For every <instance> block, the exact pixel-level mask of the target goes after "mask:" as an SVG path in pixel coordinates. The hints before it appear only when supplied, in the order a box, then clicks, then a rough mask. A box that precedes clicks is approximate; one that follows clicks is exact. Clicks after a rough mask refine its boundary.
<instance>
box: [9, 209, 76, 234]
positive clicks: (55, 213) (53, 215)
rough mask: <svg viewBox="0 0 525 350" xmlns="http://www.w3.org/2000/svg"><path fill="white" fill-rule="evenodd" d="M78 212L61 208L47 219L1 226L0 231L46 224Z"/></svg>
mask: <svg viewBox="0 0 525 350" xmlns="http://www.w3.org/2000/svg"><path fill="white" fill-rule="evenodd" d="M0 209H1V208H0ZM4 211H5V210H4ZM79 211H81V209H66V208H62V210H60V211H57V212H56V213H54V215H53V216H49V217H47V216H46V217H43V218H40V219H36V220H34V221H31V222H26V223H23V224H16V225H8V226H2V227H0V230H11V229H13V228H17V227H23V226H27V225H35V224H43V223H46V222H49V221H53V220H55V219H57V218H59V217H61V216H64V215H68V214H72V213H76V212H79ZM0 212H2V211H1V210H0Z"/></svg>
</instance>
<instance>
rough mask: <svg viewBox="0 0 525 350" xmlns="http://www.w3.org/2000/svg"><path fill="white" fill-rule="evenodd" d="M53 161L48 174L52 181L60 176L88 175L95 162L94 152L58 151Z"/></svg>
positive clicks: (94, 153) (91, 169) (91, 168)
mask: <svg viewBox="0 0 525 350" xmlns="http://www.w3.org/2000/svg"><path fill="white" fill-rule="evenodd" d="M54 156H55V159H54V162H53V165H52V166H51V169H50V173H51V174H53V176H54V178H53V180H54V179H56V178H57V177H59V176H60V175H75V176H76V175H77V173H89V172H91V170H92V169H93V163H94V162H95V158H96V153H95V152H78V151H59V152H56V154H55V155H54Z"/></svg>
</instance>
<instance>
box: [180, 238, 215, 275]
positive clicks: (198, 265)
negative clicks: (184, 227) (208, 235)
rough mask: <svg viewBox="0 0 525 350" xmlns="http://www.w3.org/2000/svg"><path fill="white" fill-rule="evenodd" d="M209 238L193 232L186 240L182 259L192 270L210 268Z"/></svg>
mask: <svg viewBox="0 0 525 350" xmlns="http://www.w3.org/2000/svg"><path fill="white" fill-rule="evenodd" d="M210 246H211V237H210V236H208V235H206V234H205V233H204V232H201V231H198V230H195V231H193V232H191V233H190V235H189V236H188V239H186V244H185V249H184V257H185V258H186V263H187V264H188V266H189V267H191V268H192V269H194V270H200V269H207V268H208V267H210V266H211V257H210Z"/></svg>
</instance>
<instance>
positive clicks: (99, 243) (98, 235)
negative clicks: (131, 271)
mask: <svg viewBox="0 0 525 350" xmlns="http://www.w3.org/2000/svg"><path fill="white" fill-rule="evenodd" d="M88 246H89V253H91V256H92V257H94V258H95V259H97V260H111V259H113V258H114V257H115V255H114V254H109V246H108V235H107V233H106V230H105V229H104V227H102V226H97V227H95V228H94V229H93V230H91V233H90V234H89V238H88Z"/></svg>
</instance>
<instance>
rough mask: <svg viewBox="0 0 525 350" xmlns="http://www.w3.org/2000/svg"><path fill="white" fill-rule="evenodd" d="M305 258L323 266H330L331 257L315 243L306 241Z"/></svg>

» Problem requirements: Copy out the data shown above in full. Match it exactly.

» Reply to the task:
For every <instance> block, the exact pixel-level mask of the target goes after "mask:" as an SVG path in pixel coordinates. The hints before it appear only when supplied, in the order a box, then clicks, then a rough mask. A box that precedes clicks is approximate; one that follows clicks is exact. Clicks after a rough mask refine its boundary.
<instance>
box: [9, 209, 76, 234]
positive clicks: (55, 213) (53, 215)
rough mask: <svg viewBox="0 0 525 350" xmlns="http://www.w3.org/2000/svg"><path fill="white" fill-rule="evenodd" d="M78 212L61 208L47 219L1 226L0 231L46 224Z"/></svg>
mask: <svg viewBox="0 0 525 350" xmlns="http://www.w3.org/2000/svg"><path fill="white" fill-rule="evenodd" d="M0 209H1V208H0ZM4 211H5V210H4ZM79 211H81V209H66V208H62V210H60V211H57V212H56V213H54V215H53V216H49V217H47V216H46V217H43V218H40V219H36V220H34V221H31V222H26V223H23V224H16V225H8V226H2V227H0V230H11V229H13V228H17V227H23V226H27V225H35V224H43V223H46V222H49V221H53V220H55V219H57V218H59V217H61V216H64V215H68V214H72V213H76V212H79ZM0 212H2V211H1V210H0Z"/></svg>
</instance>
<instance>
rough mask: <svg viewBox="0 0 525 350" xmlns="http://www.w3.org/2000/svg"><path fill="white" fill-rule="evenodd" d="M53 161L48 174L52 181L60 176L88 175L95 162L94 152L58 151Z"/></svg>
positive clicks: (94, 153) (91, 169) (91, 168)
mask: <svg viewBox="0 0 525 350" xmlns="http://www.w3.org/2000/svg"><path fill="white" fill-rule="evenodd" d="M54 156H55V159H54V162H53V165H52V166H51V169H50V173H51V174H53V176H54V178H53V180H54V179H56V178H57V177H59V176H60V175H75V176H76V175H77V173H89V172H91V170H92V169H93V163H94V162H95V158H96V153H95V152H78V151H59V152H56V154H55V155H54Z"/></svg>
</instance>
<instance>
box: [180, 238, 215, 275]
positive clicks: (198, 265)
negative clicks: (184, 227) (208, 235)
rough mask: <svg viewBox="0 0 525 350" xmlns="http://www.w3.org/2000/svg"><path fill="white" fill-rule="evenodd" d="M209 238L193 232L186 240L182 259L192 270L210 268Z"/></svg>
mask: <svg viewBox="0 0 525 350" xmlns="http://www.w3.org/2000/svg"><path fill="white" fill-rule="evenodd" d="M210 246H211V237H210V236H208V235H206V234H205V233H204V232H201V231H198V230H195V231H193V232H191V233H190V235H189V236H188V239H186V244H185V249H184V257H185V258H186V263H187V264H188V266H189V267H191V268H192V269H194V270H200V269H207V268H208V267H210V266H211V257H210Z"/></svg>
</instance>
<instance>
positive clicks: (99, 243) (98, 235)
negative clicks: (131, 271)
mask: <svg viewBox="0 0 525 350" xmlns="http://www.w3.org/2000/svg"><path fill="white" fill-rule="evenodd" d="M88 246H89V253H91V256H92V257H94V258H95V259H97V260H111V259H113V258H114V257H115V255H114V254H109V246H108V235H107V233H106V230H105V229H104V227H102V226H97V227H95V228H94V229H93V230H91V233H90V234H89V238H88Z"/></svg>
</instance>
<instance>
rough mask: <svg viewBox="0 0 525 350" xmlns="http://www.w3.org/2000/svg"><path fill="white" fill-rule="evenodd" d="M305 258L323 266H330L331 257L315 243L306 241Z"/></svg>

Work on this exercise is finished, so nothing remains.